**STATED GOAL:**
Exactly as written, print each record in the listing.

(Location identification items)
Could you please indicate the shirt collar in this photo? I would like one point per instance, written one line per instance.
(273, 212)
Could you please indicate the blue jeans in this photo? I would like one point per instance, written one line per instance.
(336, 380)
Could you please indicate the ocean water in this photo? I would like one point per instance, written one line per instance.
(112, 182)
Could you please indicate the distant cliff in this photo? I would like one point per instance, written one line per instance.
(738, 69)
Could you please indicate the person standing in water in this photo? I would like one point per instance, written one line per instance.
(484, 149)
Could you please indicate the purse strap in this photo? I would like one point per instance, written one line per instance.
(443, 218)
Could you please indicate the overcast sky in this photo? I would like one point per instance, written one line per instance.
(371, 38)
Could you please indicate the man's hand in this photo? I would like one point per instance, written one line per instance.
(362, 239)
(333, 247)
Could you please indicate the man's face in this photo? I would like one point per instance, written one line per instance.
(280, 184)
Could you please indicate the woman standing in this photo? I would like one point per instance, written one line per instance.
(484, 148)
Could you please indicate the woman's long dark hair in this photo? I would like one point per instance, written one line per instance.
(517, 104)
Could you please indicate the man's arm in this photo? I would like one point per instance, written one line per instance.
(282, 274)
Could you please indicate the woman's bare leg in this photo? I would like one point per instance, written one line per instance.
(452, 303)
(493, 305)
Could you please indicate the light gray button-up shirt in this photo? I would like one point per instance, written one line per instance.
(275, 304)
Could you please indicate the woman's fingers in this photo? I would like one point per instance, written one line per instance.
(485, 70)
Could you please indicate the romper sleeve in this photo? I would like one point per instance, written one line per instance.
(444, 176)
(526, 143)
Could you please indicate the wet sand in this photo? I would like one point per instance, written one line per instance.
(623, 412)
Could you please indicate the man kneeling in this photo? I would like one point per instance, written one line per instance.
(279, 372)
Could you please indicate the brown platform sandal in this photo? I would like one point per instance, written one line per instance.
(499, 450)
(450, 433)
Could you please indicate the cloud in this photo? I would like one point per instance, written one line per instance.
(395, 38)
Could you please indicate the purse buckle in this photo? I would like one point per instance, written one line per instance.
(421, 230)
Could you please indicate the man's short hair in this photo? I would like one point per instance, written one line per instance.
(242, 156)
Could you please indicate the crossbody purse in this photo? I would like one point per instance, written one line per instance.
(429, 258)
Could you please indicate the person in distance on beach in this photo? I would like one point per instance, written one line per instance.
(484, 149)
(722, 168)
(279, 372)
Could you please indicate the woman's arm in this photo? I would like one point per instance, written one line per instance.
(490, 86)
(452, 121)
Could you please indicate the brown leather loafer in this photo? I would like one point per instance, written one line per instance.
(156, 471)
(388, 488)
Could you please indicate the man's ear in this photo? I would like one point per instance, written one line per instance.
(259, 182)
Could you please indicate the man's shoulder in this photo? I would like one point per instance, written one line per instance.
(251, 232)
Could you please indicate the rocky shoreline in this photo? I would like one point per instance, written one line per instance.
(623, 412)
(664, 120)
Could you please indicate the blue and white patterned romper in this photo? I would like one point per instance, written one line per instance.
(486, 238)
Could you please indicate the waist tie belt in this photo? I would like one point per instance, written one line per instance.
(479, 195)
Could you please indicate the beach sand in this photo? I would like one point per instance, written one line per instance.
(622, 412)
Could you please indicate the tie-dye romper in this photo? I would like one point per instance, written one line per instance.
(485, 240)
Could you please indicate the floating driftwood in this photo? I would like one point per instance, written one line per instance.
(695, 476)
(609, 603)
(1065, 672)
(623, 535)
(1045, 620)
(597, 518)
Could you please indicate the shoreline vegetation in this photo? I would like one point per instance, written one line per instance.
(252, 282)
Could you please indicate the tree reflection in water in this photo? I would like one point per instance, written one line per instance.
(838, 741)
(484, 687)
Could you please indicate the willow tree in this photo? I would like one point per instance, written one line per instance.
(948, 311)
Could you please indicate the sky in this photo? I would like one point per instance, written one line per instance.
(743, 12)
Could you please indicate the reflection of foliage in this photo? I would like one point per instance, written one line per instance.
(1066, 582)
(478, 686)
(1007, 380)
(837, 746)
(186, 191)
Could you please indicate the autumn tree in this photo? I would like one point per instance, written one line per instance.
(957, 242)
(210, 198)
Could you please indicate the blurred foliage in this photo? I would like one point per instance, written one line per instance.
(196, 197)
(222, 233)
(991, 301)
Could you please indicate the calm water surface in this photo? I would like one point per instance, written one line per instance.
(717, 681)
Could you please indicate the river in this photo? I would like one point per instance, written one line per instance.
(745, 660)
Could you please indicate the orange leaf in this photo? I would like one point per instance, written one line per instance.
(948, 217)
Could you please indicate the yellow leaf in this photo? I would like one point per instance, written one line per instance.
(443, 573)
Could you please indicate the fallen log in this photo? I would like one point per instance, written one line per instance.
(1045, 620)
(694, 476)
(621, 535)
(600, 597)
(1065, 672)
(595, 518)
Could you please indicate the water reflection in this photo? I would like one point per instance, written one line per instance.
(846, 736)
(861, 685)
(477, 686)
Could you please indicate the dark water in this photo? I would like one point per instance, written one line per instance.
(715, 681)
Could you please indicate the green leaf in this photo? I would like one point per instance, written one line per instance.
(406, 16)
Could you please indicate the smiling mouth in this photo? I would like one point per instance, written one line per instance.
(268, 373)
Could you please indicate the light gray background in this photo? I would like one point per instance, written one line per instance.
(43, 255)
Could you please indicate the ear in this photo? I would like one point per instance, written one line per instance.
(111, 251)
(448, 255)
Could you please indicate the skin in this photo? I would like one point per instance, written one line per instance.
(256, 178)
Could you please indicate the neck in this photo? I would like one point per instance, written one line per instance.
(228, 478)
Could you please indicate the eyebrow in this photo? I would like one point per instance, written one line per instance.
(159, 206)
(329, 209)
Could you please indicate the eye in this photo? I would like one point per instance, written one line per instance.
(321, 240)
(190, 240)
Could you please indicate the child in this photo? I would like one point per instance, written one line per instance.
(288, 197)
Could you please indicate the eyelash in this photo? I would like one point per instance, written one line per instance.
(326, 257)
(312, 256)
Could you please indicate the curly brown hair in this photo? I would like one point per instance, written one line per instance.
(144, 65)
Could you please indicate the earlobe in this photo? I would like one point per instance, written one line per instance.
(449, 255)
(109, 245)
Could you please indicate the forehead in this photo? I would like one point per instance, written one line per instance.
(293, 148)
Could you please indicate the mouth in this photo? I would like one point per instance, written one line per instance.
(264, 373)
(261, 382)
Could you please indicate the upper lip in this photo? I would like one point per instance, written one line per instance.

**EXPECTED OUTPUT:**
Could you please indicate the shirt collar in this photo? I would like one point per instance, written one line per instance.
(273, 212)
Could you please indicate the blue jeans in this photo? I would like one point per instance, written one line per instance.
(336, 380)
Could you please indicate the ocean water in this photo? I would like one point per instance, written one line per instance.
(112, 182)
Could you please indicate the distant cliff in this photo? I would like one point per instance, written one line per instance.
(738, 69)
Could you please indicate the person standing in water in this photo? I would like one point per instance, written one line per instance.
(484, 149)
Could you please indicate the purse strap in this photo? I would like one point per instance, written one line per instance.
(443, 218)
Could you please indicate the overcast sky in this photo? I would like one point per instance, written one line per instance.
(371, 38)
Could you please indicate the man's hand in this photo? I would like one point per instance, written one line per instance.
(362, 239)
(333, 247)
Could you please indicate the man's face in this photo? I would like one point per instance, written one line per instance.
(280, 184)
Could you please indicate the woman standing in this photo? I would like one point per instance, written one line per instance.
(484, 148)
Could you please indicate the woman's long dark hair in this photo? I would like one point per instance, written one line per instance.
(517, 104)
Could you please indicate the man's arm in this photo? I would like one point per instance, written one line per instance.
(282, 274)
Could you please indicate the woman's bare leg in this photo? I would like one point per instance, written one line per instance.
(452, 303)
(493, 305)
Could you please indicate the light gray button-up shirt in this photo? I would like one point per instance, written one line per instance.
(275, 304)
Could you please indicate the woman's fingers in this photo? I would like one point per instance, written one line per instance.
(485, 70)
Could you please indicate the romper sleeve in this photo? I would like one point per instance, written one line per instance.
(444, 176)
(526, 143)
Could you please indicate the wet sand in this photo? I would like one point per instance, written one line per instance.
(623, 412)
Could you please indicate the man kneeling in this photo? I would like one point per instance, written one line per instance.
(279, 372)
Could you please indicate the brown platform sandal in this photo? I would like one point per instance, written one line per instance.
(499, 450)
(450, 433)
Could you please indicate the cloud in this photo? I would like one point per instance, written one line per instance.
(395, 38)
Could you please indicate the purse buckle in this photo? I would like one point per instance, written one line per instance.
(421, 230)
Could you please indicate the man's short hair in this photo? I would like one point per instance, written one line per instance.
(242, 156)
Could you please indicate the crossbody purse in this photo? I would like one point per instance, written one line per instance.
(429, 258)
Could you please indicate the person in distance on beach in this photo? I would like one point per instance, written one line per instance.
(484, 149)
(722, 168)
(279, 372)
Could you please indicate the woman's arm in this photo? I would like one point per instance, written one line per instance.
(490, 86)
(452, 121)
Could you please indicate the brown leather loafer in this photo? I would like one point per instance, written one line per instance.
(156, 471)
(388, 488)
Could you please indicate the man's ear in this photo? I would like one point per instance, written one line per instance.
(259, 182)
Could you please indicate the man's shoulder in this photo? I would like one point per instance, written one line per instance.
(251, 232)
Could you please indicate the rocky shoreline in this photo? I would like one point per instance, written one line per instance.
(623, 412)
(664, 120)
Could you please indicate the blue and white patterned romper in this photo? I would like one point per instance, written one line per instance.
(486, 238)
Could you please indicate the waist tie belt in this photo? I would like one point per instance, written one line per instance.
(479, 195)
Could you please indicate the beach sand in this photo? I would like one point per instance, written one line per instance.
(622, 412)
Could you please indicate the tie-dye romper in this photo? I would like one point per instance, written one line per instance.
(485, 240)
Could you please indicate the floating driftwood in this photo? I would like one point per instance, written one line per instance.
(695, 476)
(609, 603)
(1065, 672)
(623, 535)
(1045, 620)
(597, 518)
Could you please indicate the shoreline vegetation in this photo? I would like one point per instance, written one line per instance.
(252, 282)
Could you please indicate the tree reflection in water in this photo? I would like one point per instance, written one line per instance.
(838, 741)
(484, 687)
Could you please indicate the willow tree in this photo? I would like one point per instance, written one line per instance.
(948, 311)
Could you please indicate the sky in this photo? I would like one point per instance, written one line per instance.
(743, 12)
Could you please indicate the reflection of foliage in this photo? I would like one point per instance, written one line per instance.
(1066, 582)
(478, 686)
(1007, 380)
(837, 746)
(186, 191)
Could you please indicate the autumn tree in this photo? I would like one point per instance, written one line per instance.
(957, 242)
(210, 198)
Could you please indicate the blurred foliage in this photo? I would like one point per instance, written one line per instance.
(196, 197)
(222, 233)
(991, 301)
Could you please indicate the calm water surface in this photo? I would like one point per instance, written one line per instance.
(717, 681)
Could you please indicate the river in this photo? I would like one point per instance, written one line per instance.
(745, 660)
Could you please indicate the orange leaf in this photo? I would like one point per instance, written one line per instance.
(948, 217)
Could you please indicate the yellow leaf in this photo? I would like one point per instance, written one line per instance.
(443, 573)
Could you please indicate the fallen log in this photo? I would like one point per instance, written one line per instance.
(1045, 620)
(694, 476)
(621, 535)
(600, 597)
(1065, 672)
(595, 518)
Could you please indicate the water reflection in this photo? I would like one point per instance, written one line per instance.
(846, 736)
(861, 685)
(477, 686)
Could you please indicate the dark water in this photo? I would like one point per instance, written one line per instance.
(715, 681)
Could you please indicate the green leaf in this photo? I would like one point per instance, written one line per instance.
(406, 16)
Could you please indicate the smiling mouth in this photo? I would like one point per instance, written one line per instance.
(268, 373)
Could you please indicate the light gray background in this photo? I would like one point per instance, written one line per instance.
(43, 255)
Could you please indicate the ear in this photo? I would like one point per instance, written one line per instance.
(111, 251)
(448, 255)
Could you please indicate the skin in this photo? I would like one point per instance, written one line per instance.
(256, 178)
Could you please indicate the neck in this photo? I would like one point per instance, written one line per instance.
(228, 478)
Could you please indicate the eyebrow in this photo? I would like one point per instance, written one line per instance.
(159, 206)
(329, 209)
Could you please indicate the eye in this photo? I would like one point per instance, written one line per instance.
(321, 240)
(190, 240)
Could you please indicate the child in this photo? I would like one point per instance, written one line per instance.
(288, 197)
Could you please indicate the eyelash in this photo? I would like one point per instance, written one line per instance.
(326, 257)
(312, 256)
Could you please indicate the curly brown hair in this photo? I would like one point per instance, written one line per instance.
(144, 65)
Could you please indicate the earlobe in this photo? I would like one point per instance, written one line per instance.
(449, 255)
(109, 245)
Could you please indicate the forehead in this photo? I would like one point per instance, written one line per instance.
(293, 148)
Could you please indicate the mouth in this photo? I would like one point per instance, written one line per instance.
(264, 373)
(261, 382)
Could you please indicate the upper lip in this photo? I would like one point per instance, written one line per instance.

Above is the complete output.